* **Text to read**
Beginning with Charles Frazier hiring a guy named Pete Dye and Jack Nicklaus to design Harbor Town, golf design took on a new light. The signature professional golfer idea began to blossom and multi-million dollar RE developments were promoted based entirely on the name of a professional golfer/designer. Entire marketing/advertising campaigns were printed/developed touting such. It was a win/win for the professional golfer/designer because the developer was spending millions to promote his work when it would not be possible to promote such if it were just to sell golf. Thus the professional golfer/architect began to accumulate large offices of designers and sales staff to promote themselves to other large developers.
A GAME WAS BEING TURNED INTO AN UNSUSTAINABLE BUSINESS MODEL
As each new development searched to improve upon the last, the golf course and clubhouse was usually the focal point and rock walls, waterfall, pumped/recirculating creeks, 70,000 sq ft clubhouses with $500,000 half way houses became fixtures. (Also, when length is mentioned....a 7200 yard golf course vs. a 6600 yard golf course with 100 ft wide lots on both sides of a fairway would give you 36 more lots.)
Preferred General contractors were placed on projects by the design firms because it made life much easier when they could just relate to these few particular firms what they needed and use a past course for comparison. Cost escalated.
Irrigation and equipment companies saw what was happening and developed unsustainable ( golf cost wise) equipment since they knew the signature architects could specify such to the RE developers who were only searching to one-up the competition.
College and University Turf Grass schools saw the light and developed programs to teach many sharp, young, new supts how to incorporate these unsustainable theories and ideas into the market place.
The design firms hired sharp young landscape architecture students to draft and make site visits as their representatives.
AND then it blew up.....
What did they do?
Many of you may remember the older publications such as Golf Course News which was published monthly and was at least 32 pages of color touting all the new projects and design firms, builders etc. BUT one thing was never , ever promoted by these Golf professional/architecture firms. AND that was public golf. At the time they had no desire because they had this huge market for golf being subsidized at ridiculously high prices by RE developments. SO AS IT BLEW UP THEY ENTERED PUBLIC GOLF PROMOTING IT AS CCFAD. They proceeded to blow that up also. They had degraded and often laughed at those of us building such projects in the past and now they were right in the mix. It was amazing to watch how they turned.

* **Input rows**

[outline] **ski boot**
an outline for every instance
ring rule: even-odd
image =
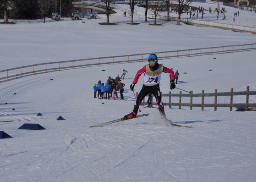
[[[137,114],[133,112],[133,111],[132,111],[130,113],[124,116],[124,119],[128,120],[132,118],[136,118],[136,115]]]

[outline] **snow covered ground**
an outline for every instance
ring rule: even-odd
[[[211,4],[202,6],[214,8]],[[226,8],[231,15],[237,10]],[[243,11],[240,15],[240,22],[248,20],[251,26],[255,26],[256,14]],[[141,23],[130,25],[127,24],[129,18],[123,17],[121,12],[110,17],[117,25],[98,24],[105,22],[105,18],[100,15],[97,20],[48,19],[44,24],[41,20],[13,20],[17,23],[0,24],[1,35],[4,35],[0,36],[1,70],[49,62],[254,43],[256,40],[255,35],[250,33],[178,26],[176,22],[158,20],[164,26],[150,26],[153,20],[144,22],[144,18],[135,18],[135,22]],[[201,93],[202,90],[213,92],[215,89],[229,92],[230,88],[234,91],[245,91],[247,86],[255,90],[255,51],[248,51],[159,62],[178,70],[177,87],[194,93]],[[167,127],[161,121],[158,110],[141,107],[140,114],[150,115],[89,128],[131,111],[135,99],[130,85],[145,64],[76,69],[0,84],[0,130],[13,137],[0,140],[1,180],[254,182],[255,112],[230,112],[227,108],[214,112],[210,108],[204,111],[166,108],[167,118],[174,123],[193,125],[186,128]],[[105,83],[109,76],[121,74],[123,68],[131,75],[126,74],[122,80],[126,84],[125,100],[93,98],[94,84],[99,80]],[[162,93],[170,91],[169,82],[168,75],[163,74]],[[139,92],[142,82],[142,77],[135,92]],[[218,98],[218,102],[228,102],[229,99]],[[245,100],[245,97],[234,98],[234,102]],[[256,102],[256,97],[250,96],[249,102]],[[37,116],[38,112],[43,116]],[[57,120],[60,116],[65,120]],[[13,121],[2,122],[10,120]],[[46,130],[18,129],[25,123],[38,124]]]

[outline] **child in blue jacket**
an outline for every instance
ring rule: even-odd
[[[97,97],[96,97],[96,94],[97,93],[97,86],[96,85],[96,84],[94,84],[94,85],[93,86],[93,91],[94,91],[94,98],[97,98]]]

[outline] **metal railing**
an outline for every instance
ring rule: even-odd
[[[256,43],[155,52],[158,58],[189,57],[256,50]],[[78,68],[146,61],[151,53],[50,62],[0,70],[0,83],[37,74]]]

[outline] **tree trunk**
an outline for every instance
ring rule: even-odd
[[[146,0],[146,10],[145,10],[145,21],[148,21],[148,17],[147,17],[148,15],[148,0]]]
[[[133,24],[133,12],[131,11],[131,21],[130,23],[131,24]]]
[[[4,0],[3,5],[4,9],[4,23],[8,23],[8,6],[7,6],[7,0]]]
[[[107,23],[109,23],[109,14],[108,13],[107,15]]]
[[[7,18],[7,12],[5,10],[4,12],[4,23],[8,23],[8,18]]]
[[[180,13],[179,12],[179,16],[178,17],[178,20],[177,21],[177,25],[180,25]]]
[[[166,21],[169,22],[170,20],[170,2],[169,0],[166,0],[166,9],[167,10],[167,19]]]

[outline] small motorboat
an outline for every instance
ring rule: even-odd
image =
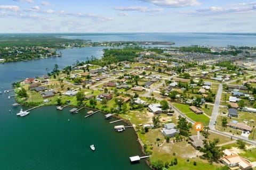
[[[90,146],[90,147],[91,148],[91,149],[92,150],[94,151],[95,150],[95,147],[94,144],[91,144]]]

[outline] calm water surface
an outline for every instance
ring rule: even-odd
[[[131,128],[116,132],[114,126],[99,113],[84,118],[87,110],[71,115],[66,108],[43,107],[20,117],[21,108],[12,108],[15,99],[11,83],[27,77],[46,74],[55,64],[60,68],[76,60],[102,55],[101,48],[62,50],[62,56],[28,62],[0,64],[0,169],[149,169],[146,163],[132,165],[129,157],[141,155],[137,136]],[[3,89],[2,89],[3,87]],[[11,112],[9,112],[11,109]],[[68,120],[70,121],[68,121]],[[93,152],[90,145],[94,144]]]

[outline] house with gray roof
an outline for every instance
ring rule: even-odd
[[[237,110],[234,109],[233,108],[230,108],[228,109],[228,116],[232,116],[232,117],[238,117],[238,112]]]

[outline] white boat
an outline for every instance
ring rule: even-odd
[[[29,112],[23,111],[22,109],[21,109],[20,112],[17,113],[16,115],[17,116],[20,116],[21,117],[23,117],[28,115],[29,113]]]
[[[95,147],[94,144],[90,145],[90,147],[91,148],[91,149],[92,149],[92,150],[93,151],[95,150]]]
[[[29,112],[24,112],[23,113],[20,114],[21,117],[25,116],[26,115],[27,115],[29,114]]]

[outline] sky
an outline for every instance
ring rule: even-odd
[[[1,0],[0,33],[256,32],[256,1]]]

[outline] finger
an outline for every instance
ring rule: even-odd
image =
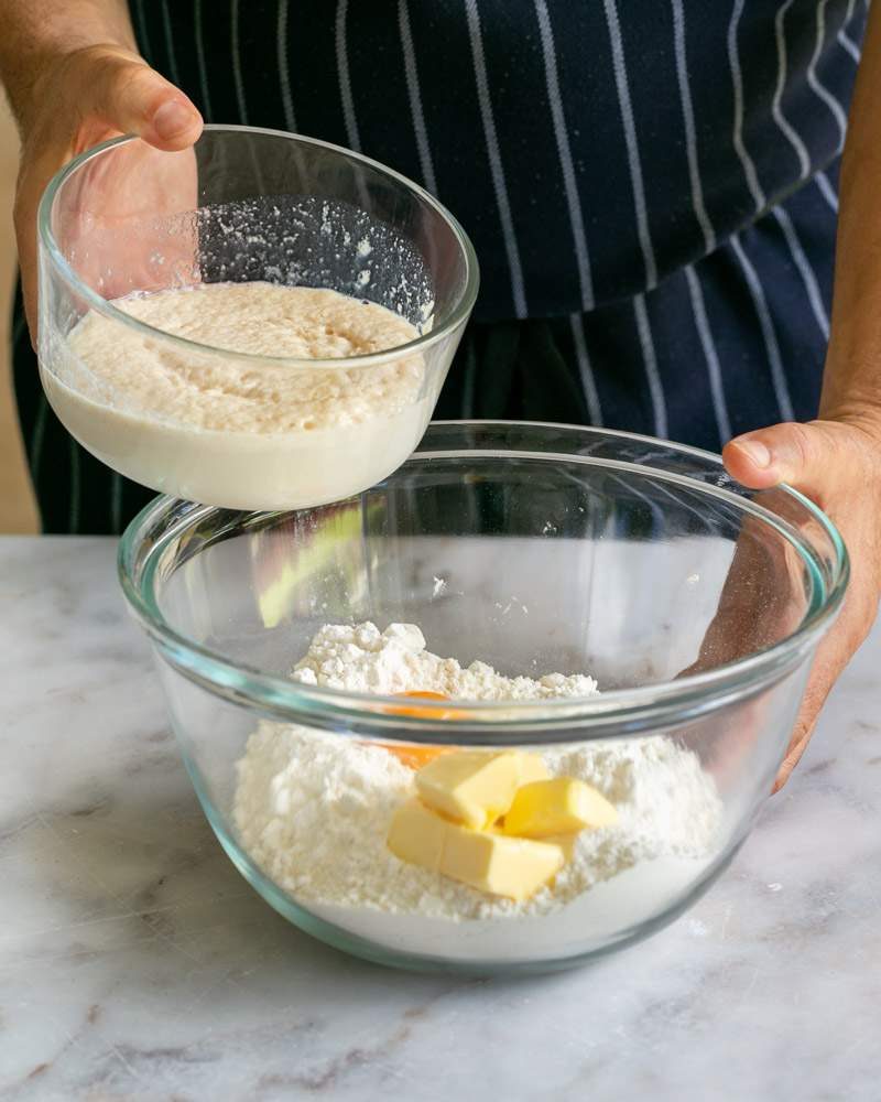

* **Directives**
1 - Arrange the stretch of the records from the line containing "[outline] small motorboat" through the end of the records as a Markdown table with the columns Row and Line, numbering each line and skipping blank lines. Leave the pictures out of the answer.
2 - Pick up the piece on signature golf course design where it stops and continue it.

* **Per-task answers**
1 -
| Row | Line |
|---|---|
| 1 | [outline] small motorboat |
| 2 | an outline for every instance |
| 3 | ring rule: even-odd |
| 4 | image = |
| 5 | [[[90,146],[90,147],[91,148],[91,149],[92,150],[94,151],[95,150],[95,147],[94,144],[91,144]]] |
| 6 | [outline] calm water surface |
| 7 | an outline for every instance |
| 8 | ring rule: even-odd |
| 9 | [[[131,128],[116,132],[114,126],[99,113],[84,118],[87,110],[71,115],[66,108],[43,107],[20,117],[21,108],[12,108],[15,99],[11,83],[27,77],[46,74],[55,64],[60,68],[76,60],[102,55],[101,48],[62,50],[62,56],[28,62],[0,64],[0,169],[149,169],[146,163],[132,165],[129,157],[141,155],[137,136]],[[3,89],[2,89],[3,87]],[[11,112],[9,112],[11,109]],[[68,120],[70,121],[68,121]],[[93,152],[90,145],[94,144]]] |
| 10 | [outline] house with gray roof |
| 11 | an outline for every instance |
| 12 | ring rule: even-odd |
| 13 | [[[237,110],[234,109],[233,108],[230,108],[228,109],[228,116],[232,116],[232,117],[238,117],[238,112]]] |
| 14 | [outline] white boat |
| 15 | an outline for every instance |
| 16 | ring rule: even-odd |
| 17 | [[[29,112],[23,111],[22,109],[21,109],[20,112],[17,113],[16,115],[17,116],[20,116],[21,117],[23,117],[28,115],[29,113]]] |
| 18 | [[[95,147],[94,144],[90,145],[90,147],[91,148],[91,149],[92,149],[92,150],[93,151],[95,150]]] |
| 19 | [[[29,112],[24,112],[23,113],[20,114],[21,117],[25,116],[26,115],[27,115],[29,114]]] |
| 20 | [outline] sky |
| 21 | an outline for every instance |
| 22 | ring rule: even-odd |
| 23 | [[[1,0],[0,33],[256,32],[256,1]]] |
| 24 | [outline] finger |
| 25 | an outline for every instance |
| 26 | ring rule: even-odd |
| 27 | image = |

2 -
And once that turned what happened?
A huge marketing effort was made by builder groups and architecture groups to convince clubs they needed extreme renovations or remodelings when much much smaller efforts would have sufficed. AND it was found by many architects that a club could market themselves thru the name of an OLD DEAD ARCHITECT much cheaper than hiring a modern signature.
All of the above aided in creating an aloofness in the GCA business today. What does that mean? Let me say this before saying more. I think all that have been in this business on their own have learned to be hardened and not really worry with about the arrows etc. but anyway IMHO I can have respect for others personally while not caring for their work. And that is often the case. The aloofness generated by those years left us with an abundance of "deer in headlights". I have often had it used against me in selling a job the fact that I was not trained by a signature firm and had therefore not been exposed. They forgot, I was trained by working for an equipment company that was sitting in the same room selling to that same developer the items that signature had specified.
I knew where the BS was.
Think about it...
The guys that were working for so many of the signature firms were basically dumped. It was business but it was a shock to many because the perception of reality in those firms was just not right. Regional guys that had been selling and promoting themselves had a huge advantage over guys that had been sheltered by a signature and his marketing/sales department for years. Just look at the ASGCA list of members and see how many worked for firms other than themselves and look at their own websites to see how many of the listings will be work from the signature firm.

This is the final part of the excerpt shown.